■ **Short exercise**
Go through the material and write it all out exactly, minus the pictures.

■ **Provided data**
::::::

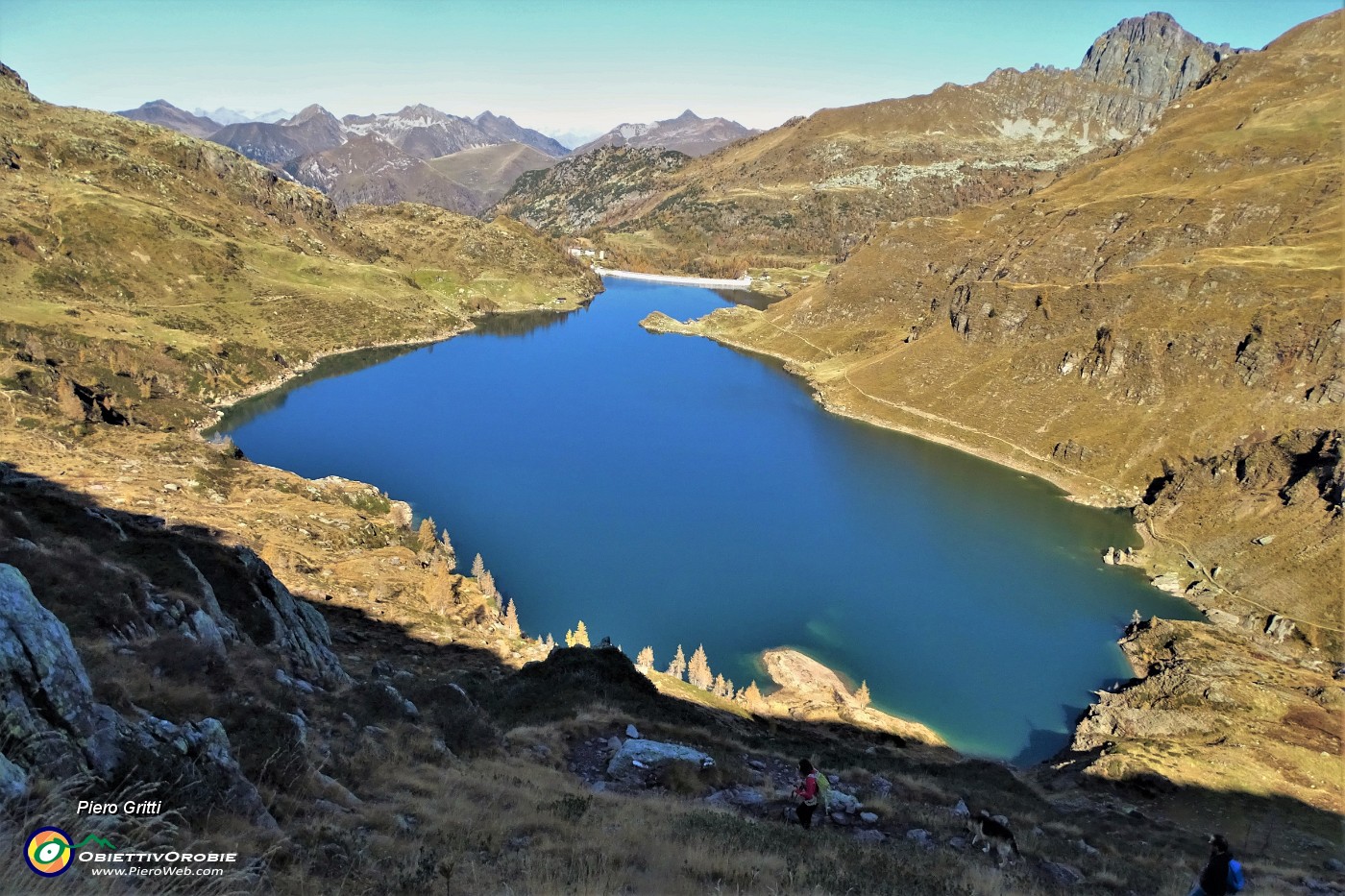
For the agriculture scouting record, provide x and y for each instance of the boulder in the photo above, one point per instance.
(739, 797)
(1278, 628)
(46, 700)
(638, 755)
(298, 628)
(920, 835)
(843, 802)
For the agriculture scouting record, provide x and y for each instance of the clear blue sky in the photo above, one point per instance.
(568, 64)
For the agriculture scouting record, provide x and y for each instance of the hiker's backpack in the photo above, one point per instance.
(823, 791)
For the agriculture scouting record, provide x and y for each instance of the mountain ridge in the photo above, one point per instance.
(686, 133)
(814, 187)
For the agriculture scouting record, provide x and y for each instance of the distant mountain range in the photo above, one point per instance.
(816, 187)
(386, 157)
(688, 133)
(237, 116)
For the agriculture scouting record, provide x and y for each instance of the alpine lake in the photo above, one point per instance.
(668, 492)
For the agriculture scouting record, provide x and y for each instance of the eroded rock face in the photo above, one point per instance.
(49, 711)
(53, 722)
(298, 628)
(636, 757)
(1154, 57)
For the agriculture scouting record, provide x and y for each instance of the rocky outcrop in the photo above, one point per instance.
(50, 717)
(1216, 708)
(54, 724)
(809, 690)
(638, 758)
(298, 630)
(1154, 58)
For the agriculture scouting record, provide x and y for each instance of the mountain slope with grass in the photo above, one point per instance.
(1160, 328)
(303, 674)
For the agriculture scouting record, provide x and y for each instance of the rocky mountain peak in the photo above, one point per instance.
(1152, 56)
(311, 113)
(421, 110)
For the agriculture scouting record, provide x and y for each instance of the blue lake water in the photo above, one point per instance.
(672, 492)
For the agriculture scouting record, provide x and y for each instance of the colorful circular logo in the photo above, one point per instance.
(49, 852)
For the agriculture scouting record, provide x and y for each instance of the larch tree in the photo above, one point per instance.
(698, 670)
(447, 547)
(426, 534)
(752, 697)
(678, 666)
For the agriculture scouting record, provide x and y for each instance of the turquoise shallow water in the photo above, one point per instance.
(672, 492)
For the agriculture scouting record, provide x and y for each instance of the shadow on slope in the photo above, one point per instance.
(434, 762)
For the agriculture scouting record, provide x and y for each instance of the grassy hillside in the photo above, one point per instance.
(490, 171)
(1174, 302)
(817, 187)
(152, 274)
(369, 698)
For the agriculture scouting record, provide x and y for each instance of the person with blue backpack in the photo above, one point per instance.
(1223, 873)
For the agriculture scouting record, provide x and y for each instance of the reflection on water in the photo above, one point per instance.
(349, 362)
(670, 492)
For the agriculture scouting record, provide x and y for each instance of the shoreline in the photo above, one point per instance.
(219, 405)
(790, 697)
(1064, 482)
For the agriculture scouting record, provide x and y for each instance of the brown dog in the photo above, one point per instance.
(984, 828)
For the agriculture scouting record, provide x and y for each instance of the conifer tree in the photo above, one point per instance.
(447, 547)
(752, 697)
(678, 666)
(426, 534)
(698, 670)
(439, 588)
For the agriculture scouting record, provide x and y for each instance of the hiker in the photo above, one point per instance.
(807, 791)
(1223, 873)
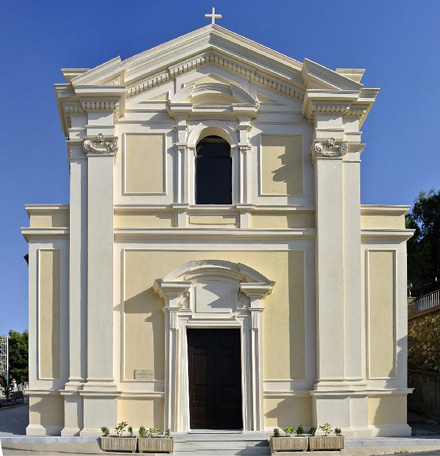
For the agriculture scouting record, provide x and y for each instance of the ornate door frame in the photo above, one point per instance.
(213, 294)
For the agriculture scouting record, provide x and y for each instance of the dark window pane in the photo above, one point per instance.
(213, 171)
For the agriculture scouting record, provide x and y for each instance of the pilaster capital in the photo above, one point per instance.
(244, 147)
(100, 145)
(180, 147)
(329, 149)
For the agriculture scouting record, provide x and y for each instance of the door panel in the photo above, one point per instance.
(215, 378)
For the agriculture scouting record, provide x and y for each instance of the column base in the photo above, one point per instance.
(390, 430)
(345, 409)
(100, 408)
(70, 432)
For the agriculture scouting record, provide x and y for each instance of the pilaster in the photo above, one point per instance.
(99, 392)
(340, 390)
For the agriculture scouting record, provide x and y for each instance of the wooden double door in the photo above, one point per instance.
(214, 364)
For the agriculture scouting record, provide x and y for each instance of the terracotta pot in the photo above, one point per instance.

::::::

■ **Right answer**
For the agriculture scouting record, provide x and y for each instance of the boulder in the photo above, one point per instance.
(739, 797)
(1278, 628)
(46, 700)
(638, 755)
(298, 628)
(920, 835)
(843, 802)
For the agriculture scouting record, provide x and y for each instance of the clear blue sky in the photo above, one point per instance.
(568, 64)
For the agriculture scouting record, provide x and y for each instance of the hiker's backpack in the photo above, one point per instance.
(823, 791)
For the agriculture scouting record, provide x and y for each instance of the mountain ridge in the photo above, one point per instance.
(686, 133)
(814, 187)
For the agriculture scouting record, provide x and y for each instance of the distant mountain range in the photo above, one point per instance.
(816, 187)
(386, 157)
(688, 133)
(237, 116)
For the agriculture scouting record, provide x and y for each instance of the alpine lake in the photo above, one point per instance.
(668, 492)
For the agriculture scouting record, provide x and y for each instance of the eroded rock face in the photo above, one point per instance.
(49, 711)
(53, 722)
(298, 628)
(636, 757)
(1154, 57)
For the agriculture scouting record, provide x and y for each instance of the rocky outcrop in the photo above, one point per instance.
(50, 717)
(1216, 708)
(54, 724)
(809, 690)
(638, 758)
(298, 630)
(1154, 58)
For the agriculture scouting record, provide x and y for each instance of the mountain slope with grass in the photo above, one point per instance.
(1160, 328)
(303, 674)
For the agriculture scouting record, provide x and y for each instance of the rocky mountain peak in the photo above, one point per instance.
(1152, 56)
(311, 113)
(421, 110)
For the agriculture scouting record, provide x and y for each instance of the blue lake water in the photo above, one point per instance.
(672, 492)
For the agriculture scouting record, provide x and y for each instance of the colorful circular logo in the photo above, one point per instance.
(49, 852)
For the agriculture scouting record, provide x and y for each instance of the larch tree in the photo above, one point per instance.
(698, 670)
(447, 547)
(426, 534)
(752, 697)
(678, 666)
For the agriculture scouting record, provide x and y for each instance of the turquoise shallow water in the photo above, one point per instance.
(672, 492)
For the agriculture scouting record, provide x and y for each instance of the shadow on slope in the photo above, one point per instance.
(434, 762)
For the agriculture scouting record, provide x and y for each instance of the grassy hillside in the photo above, one point per instance.
(490, 171)
(1174, 302)
(817, 187)
(152, 274)
(369, 698)
For the agriculture scouting record, provide x and y for each instance of the person with blue backpack in the photo above, one point per instance.
(1223, 873)
For the agriculture scouting record, provide x and y for each instance of the reflection on water in the photo above, one point per instance.
(349, 362)
(670, 492)
For the agriculture scouting record, provide x and y for each instance of the shoreline in the photo above, one point per instance.
(219, 405)
(790, 697)
(1064, 482)
For the agriculture scouting record, provide x and y for each instance of the brown dog in the photo above, one point per instance.
(984, 828)
For the agriculture scouting record, provide x and y for each instance of the conifer tree in the photo above, one point per instance.
(447, 547)
(752, 697)
(678, 666)
(426, 534)
(698, 670)
(439, 588)
For the agriculture scouting record, provide x and y for each instance of the hiker in the photo above, one point per instance.
(807, 791)
(1223, 873)
For the agriculture scouting record, provide x and y for each instance of the ornate door frame in the photo above, one point per instance.
(213, 294)
For the agriculture scouting record, provide x and y for each instance of the dark window pane in the photo above, one point per instance.
(213, 171)
For the agriculture scouting record, provide x and y for each instance of the pilaster capital in the photo above, one point per instance.
(244, 147)
(100, 145)
(180, 147)
(329, 149)
For the agriculture scouting record, provide x and y for each instance of the door panel in the photo above, one point per instance.
(215, 378)
For the agriculture scouting record, provide x and y for each instance of the column base in the photo above, one point per instance.
(390, 430)
(345, 409)
(100, 408)
(70, 432)
For the agriculture scouting record, provide x and y for each instance of the pilaster in the photo above, one point per instance.
(99, 392)
(340, 390)
For the agriculture scouting record, provide x and y for each instance of the wooden double door in the photo above, one point per instance.
(214, 364)
For the agriculture scouting record, provide x and y for each instance of the terracotta pot in the photo above, one point per instance.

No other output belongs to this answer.